Content starts
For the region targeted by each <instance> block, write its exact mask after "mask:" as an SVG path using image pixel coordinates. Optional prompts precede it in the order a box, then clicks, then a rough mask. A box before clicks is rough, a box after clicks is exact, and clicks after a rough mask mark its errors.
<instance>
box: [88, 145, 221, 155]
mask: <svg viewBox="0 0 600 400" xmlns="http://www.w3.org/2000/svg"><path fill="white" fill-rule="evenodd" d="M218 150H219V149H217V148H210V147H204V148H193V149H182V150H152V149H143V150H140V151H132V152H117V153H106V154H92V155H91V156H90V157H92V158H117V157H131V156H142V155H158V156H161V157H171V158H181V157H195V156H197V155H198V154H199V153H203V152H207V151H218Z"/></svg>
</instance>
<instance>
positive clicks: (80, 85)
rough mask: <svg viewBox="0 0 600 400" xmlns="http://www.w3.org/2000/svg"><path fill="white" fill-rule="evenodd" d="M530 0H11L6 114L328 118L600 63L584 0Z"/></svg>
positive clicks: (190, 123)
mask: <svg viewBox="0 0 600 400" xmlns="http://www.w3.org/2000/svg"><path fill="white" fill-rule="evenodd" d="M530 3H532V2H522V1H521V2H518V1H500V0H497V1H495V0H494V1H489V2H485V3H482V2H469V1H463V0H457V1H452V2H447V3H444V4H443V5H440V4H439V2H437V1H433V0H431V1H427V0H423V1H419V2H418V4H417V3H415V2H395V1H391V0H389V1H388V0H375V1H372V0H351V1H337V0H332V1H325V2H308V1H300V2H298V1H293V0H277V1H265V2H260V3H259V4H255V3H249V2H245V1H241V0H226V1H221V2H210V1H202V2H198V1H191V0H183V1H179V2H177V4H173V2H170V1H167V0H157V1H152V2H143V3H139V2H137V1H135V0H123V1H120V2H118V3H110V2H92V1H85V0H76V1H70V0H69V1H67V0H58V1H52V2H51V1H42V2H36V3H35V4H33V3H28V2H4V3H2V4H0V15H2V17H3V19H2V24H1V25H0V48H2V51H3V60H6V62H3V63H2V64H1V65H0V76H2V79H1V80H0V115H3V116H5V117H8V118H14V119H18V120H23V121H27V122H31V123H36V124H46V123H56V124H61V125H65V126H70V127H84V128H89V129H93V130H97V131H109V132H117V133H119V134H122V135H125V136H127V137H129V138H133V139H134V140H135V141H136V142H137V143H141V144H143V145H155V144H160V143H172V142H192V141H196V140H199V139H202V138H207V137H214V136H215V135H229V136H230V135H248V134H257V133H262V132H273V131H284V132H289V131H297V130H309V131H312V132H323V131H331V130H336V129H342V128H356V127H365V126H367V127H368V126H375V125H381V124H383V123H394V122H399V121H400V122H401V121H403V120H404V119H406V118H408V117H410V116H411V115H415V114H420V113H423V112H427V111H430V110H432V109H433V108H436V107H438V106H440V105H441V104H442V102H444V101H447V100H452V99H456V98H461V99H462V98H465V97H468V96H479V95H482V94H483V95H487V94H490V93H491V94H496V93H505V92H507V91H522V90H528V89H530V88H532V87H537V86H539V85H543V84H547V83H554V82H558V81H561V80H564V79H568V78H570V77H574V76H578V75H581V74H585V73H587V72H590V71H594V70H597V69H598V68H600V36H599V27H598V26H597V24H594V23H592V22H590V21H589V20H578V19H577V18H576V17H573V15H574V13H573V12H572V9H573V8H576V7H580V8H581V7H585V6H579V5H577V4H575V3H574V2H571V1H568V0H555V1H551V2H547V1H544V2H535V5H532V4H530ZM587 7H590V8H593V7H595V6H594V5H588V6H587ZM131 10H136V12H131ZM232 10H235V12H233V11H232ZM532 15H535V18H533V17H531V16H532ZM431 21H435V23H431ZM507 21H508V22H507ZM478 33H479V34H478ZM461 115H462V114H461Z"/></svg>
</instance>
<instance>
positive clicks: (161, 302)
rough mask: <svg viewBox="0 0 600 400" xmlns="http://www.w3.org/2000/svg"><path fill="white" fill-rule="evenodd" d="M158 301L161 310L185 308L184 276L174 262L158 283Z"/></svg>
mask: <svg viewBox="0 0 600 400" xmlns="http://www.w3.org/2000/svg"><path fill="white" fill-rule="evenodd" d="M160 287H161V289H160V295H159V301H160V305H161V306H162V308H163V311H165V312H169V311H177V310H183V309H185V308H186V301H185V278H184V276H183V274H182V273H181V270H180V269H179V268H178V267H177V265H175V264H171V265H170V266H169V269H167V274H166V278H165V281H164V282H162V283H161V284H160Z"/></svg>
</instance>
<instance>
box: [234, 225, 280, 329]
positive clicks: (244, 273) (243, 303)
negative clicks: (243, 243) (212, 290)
Content ends
Aim of the exercise: Each line of the data must be returned exactly.

The completed task:
For the region targeted by each <instance> block, write its exact mask after "mask:" as an SVG path using image pixel coordinates. Optional prompts precede it in the order a box, then clicks, then a rough mask. A box before clicks is rough, a box after clicks is exact, and clicks after a rough mask mark its errors.
<instance>
box: [88, 145, 221, 155]
mask: <svg viewBox="0 0 600 400" xmlns="http://www.w3.org/2000/svg"><path fill="white" fill-rule="evenodd" d="M218 150H219V149H217V148H210V147H204V148H193V149H182V150H152V149H143V150H140V151H132V152H117V153H106V154H92V155H91V156H90V157H92V158H117V157H131V156H142V155H158V156H161V157H171V158H181V157H195V156H197V155H198V154H199V153H203V152H207V151H218Z"/></svg>
</instance>
<instance>
positive clicks: (80, 85)
rough mask: <svg viewBox="0 0 600 400" xmlns="http://www.w3.org/2000/svg"><path fill="white" fill-rule="evenodd" d="M530 0H11L6 114L328 118L600 63L584 0Z"/></svg>
positive clicks: (190, 123)
mask: <svg viewBox="0 0 600 400" xmlns="http://www.w3.org/2000/svg"><path fill="white" fill-rule="evenodd" d="M530 3H532V2H522V1H521V2H518V1H500V0H497V1H495V0H494V1H489V2H485V3H482V2H469V1H463V0H457V1H452V2H447V3H444V4H443V5H440V4H439V2H437V1H433V0H431V1H427V0H423V1H419V2H418V4H417V3H415V2H395V1H391V0H389V1H388V0H375V1H372V0H351V1H337V0H332V1H325V2H308V1H300V2H298V1H293V0H277V1H265V2H260V3H259V4H255V3H249V2H245V1H241V0H226V1H221V2H210V1H202V2H198V1H191V0H183V1H179V2H177V4H173V2H170V1H167V0H157V1H152V2H143V3H139V2H137V1H135V0H123V1H120V2H118V3H110V2H92V1H85V0H76V1H70V0H69V1H67V0H58V1H52V2H51V1H42V2H36V3H35V4H33V3H28V2H4V3H2V4H0V15H2V17H3V19H2V24H1V25H0V48H2V51H3V60H6V62H3V63H2V64H1V65H0V76H2V79H1V80H0V115H3V116H5V117H8V118H14V119H18V120H23V121H27V122H31V123H36V124H46V123H56V124H61V125H65V126H70V127H84V128H89V129H93V130H97V131H109V132H117V133H119V134H122V135H125V136H127V137H129V138H133V139H134V140H135V141H136V142H137V143H141V144H143V145H155V144H160V143H172V142H192V141H196V140H199V139H202V138H207V137H214V136H215V135H229V136H230V135H248V134H257V133H262V132H273V131H284V132H289V131H297V130H309V131H312V132H323V131H331V130H336V129H342V128H356V127H365V126H367V127H368V126H375V125H381V124H383V123H394V122H399V121H400V122H401V121H403V120H404V119H406V118H408V117H410V116H411V115H415V114H420V113H423V112H427V111H430V110H432V109H433V108H436V107H438V106H440V105H441V104H442V102H444V101H447V100H452V99H456V98H461V99H462V98H465V97H468V96H479V95H482V94H483V95H487V94H490V93H491V94H496V93H505V92H507V91H522V90H528V89H530V88H532V87H537V86H539V85H543V84H547V83H554V82H558V81H561V80H564V79H568V78H570V77H574V76H578V75H581V74H585V73H587V72H590V71H594V70H597V69H598V68H600V36H599V27H598V26H597V24H594V23H592V22H590V21H589V20H578V19H577V18H576V17H573V15H574V13H573V12H572V9H573V8H576V7H580V8H581V7H585V6H579V5H577V4H575V3H574V2H571V1H568V0H555V1H551V2H547V1H544V2H535V5H532V4H530ZM587 7H590V8H593V7H595V6H594V5H588V6H587ZM131 10H136V12H131ZM232 10H235V12H233V11H232ZM532 15H535V18H533V17H531V16H532ZM431 21H435V23H431ZM507 21H508V22H507ZM478 33H479V34H478ZM461 115H462V114H461Z"/></svg>
</instance>
<instance>
positive clicks: (161, 302)
rough mask: <svg viewBox="0 0 600 400" xmlns="http://www.w3.org/2000/svg"><path fill="white" fill-rule="evenodd" d="M158 301L161 310L185 308L184 276L174 262L158 283Z"/></svg>
mask: <svg viewBox="0 0 600 400" xmlns="http://www.w3.org/2000/svg"><path fill="white" fill-rule="evenodd" d="M160 287H161V289H160V295H159V301H160V305H161V306H162V308H163V311H165V312H169V311H177V310H183V309H185V308H186V301H185V278H184V276H183V274H182V273H181V270H180V269H179V268H178V267H177V265H175V264H171V265H170V266H169V269H167V274H166V278H165V281H164V282H162V283H161V284H160Z"/></svg>
</instance>
<instance>
box: [234, 225, 280, 329]
positive clicks: (244, 273) (243, 303)
negative clicks: (243, 243) (212, 290)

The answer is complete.